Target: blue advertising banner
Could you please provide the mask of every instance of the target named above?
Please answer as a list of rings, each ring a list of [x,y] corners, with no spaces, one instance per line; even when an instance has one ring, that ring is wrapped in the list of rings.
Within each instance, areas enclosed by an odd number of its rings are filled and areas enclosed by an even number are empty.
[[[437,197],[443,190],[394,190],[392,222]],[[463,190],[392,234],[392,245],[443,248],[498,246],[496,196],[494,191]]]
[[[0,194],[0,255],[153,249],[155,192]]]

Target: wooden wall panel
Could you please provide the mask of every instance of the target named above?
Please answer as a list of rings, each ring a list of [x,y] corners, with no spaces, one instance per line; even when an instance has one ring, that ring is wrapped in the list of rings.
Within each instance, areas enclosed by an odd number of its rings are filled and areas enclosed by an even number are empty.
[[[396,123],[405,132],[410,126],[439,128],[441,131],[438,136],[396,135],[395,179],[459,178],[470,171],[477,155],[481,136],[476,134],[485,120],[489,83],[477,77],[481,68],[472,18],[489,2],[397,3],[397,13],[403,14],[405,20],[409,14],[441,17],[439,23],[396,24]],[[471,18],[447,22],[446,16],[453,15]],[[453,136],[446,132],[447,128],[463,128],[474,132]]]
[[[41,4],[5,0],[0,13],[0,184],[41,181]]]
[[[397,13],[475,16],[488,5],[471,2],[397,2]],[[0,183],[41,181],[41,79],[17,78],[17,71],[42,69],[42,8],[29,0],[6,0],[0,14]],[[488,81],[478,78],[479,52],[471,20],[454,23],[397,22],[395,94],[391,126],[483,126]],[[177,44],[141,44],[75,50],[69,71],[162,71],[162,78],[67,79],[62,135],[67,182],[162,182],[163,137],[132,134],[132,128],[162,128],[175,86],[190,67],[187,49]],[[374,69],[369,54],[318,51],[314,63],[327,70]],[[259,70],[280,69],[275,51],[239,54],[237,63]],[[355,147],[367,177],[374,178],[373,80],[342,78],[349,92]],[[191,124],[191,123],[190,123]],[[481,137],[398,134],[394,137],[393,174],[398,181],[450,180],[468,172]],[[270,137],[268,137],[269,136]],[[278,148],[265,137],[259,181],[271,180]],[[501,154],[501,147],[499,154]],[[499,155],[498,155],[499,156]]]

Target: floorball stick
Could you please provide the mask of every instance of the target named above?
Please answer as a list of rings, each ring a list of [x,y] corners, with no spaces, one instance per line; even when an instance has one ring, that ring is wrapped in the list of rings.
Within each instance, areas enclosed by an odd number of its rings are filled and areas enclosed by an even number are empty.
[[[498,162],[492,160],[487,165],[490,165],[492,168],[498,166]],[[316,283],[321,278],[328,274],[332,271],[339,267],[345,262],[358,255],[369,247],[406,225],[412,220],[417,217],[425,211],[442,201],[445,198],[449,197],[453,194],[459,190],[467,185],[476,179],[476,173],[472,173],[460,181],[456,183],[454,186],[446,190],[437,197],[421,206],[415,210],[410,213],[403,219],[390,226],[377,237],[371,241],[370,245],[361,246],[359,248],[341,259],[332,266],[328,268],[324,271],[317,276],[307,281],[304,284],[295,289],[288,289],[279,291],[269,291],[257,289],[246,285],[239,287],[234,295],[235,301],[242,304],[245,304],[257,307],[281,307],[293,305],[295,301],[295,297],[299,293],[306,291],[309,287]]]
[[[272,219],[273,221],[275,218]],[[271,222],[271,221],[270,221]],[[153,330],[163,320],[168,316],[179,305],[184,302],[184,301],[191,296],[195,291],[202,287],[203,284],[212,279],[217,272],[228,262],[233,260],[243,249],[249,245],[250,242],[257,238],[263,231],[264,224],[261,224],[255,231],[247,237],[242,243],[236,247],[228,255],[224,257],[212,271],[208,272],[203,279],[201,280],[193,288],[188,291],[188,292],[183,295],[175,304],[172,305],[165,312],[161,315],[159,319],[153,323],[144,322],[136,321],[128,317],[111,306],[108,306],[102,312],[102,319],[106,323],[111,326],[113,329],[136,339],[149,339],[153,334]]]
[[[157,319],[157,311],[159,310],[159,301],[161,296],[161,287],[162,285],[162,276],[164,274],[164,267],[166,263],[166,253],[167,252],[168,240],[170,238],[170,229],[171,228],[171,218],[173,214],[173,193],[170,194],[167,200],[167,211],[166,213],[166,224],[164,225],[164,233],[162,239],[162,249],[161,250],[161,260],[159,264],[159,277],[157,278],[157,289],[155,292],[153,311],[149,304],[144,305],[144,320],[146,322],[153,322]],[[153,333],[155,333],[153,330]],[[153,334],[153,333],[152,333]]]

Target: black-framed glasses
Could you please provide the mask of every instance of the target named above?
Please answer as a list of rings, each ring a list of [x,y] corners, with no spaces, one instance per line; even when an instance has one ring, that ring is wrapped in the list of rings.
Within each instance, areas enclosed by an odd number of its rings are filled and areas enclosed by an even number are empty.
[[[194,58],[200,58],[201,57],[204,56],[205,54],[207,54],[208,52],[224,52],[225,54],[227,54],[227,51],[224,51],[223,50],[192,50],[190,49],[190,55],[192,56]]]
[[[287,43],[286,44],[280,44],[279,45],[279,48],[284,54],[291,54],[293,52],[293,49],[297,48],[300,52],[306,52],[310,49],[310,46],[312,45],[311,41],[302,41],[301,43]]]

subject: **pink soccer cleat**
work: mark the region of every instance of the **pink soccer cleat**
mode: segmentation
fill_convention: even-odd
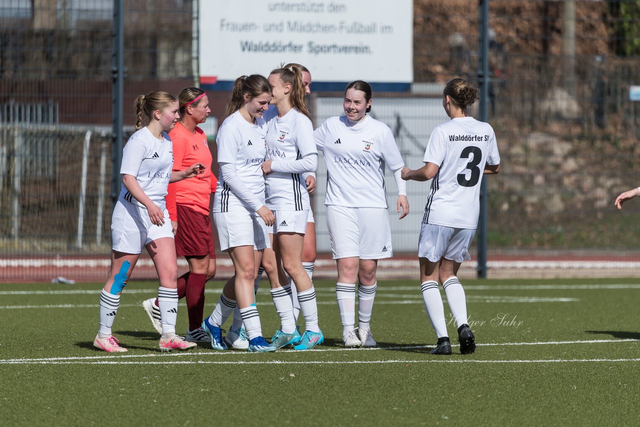
[[[120,346],[120,341],[113,335],[106,338],[100,338],[99,335],[95,335],[93,346],[108,353],[123,353],[127,351],[124,347]]]
[[[160,350],[162,351],[171,351],[172,350],[188,350],[189,348],[197,347],[195,342],[185,341],[178,335],[174,335],[171,338],[161,338],[158,344]]]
#####
▶ What is expected: Find every line above that contains the word "cleat" and copy each of those lines out in full. Treat uppercase and lowercase letters as different.

▶ Solution:
subject: **pink soccer cleat**
work: mark the region of every instance of the **pink soccer cleat**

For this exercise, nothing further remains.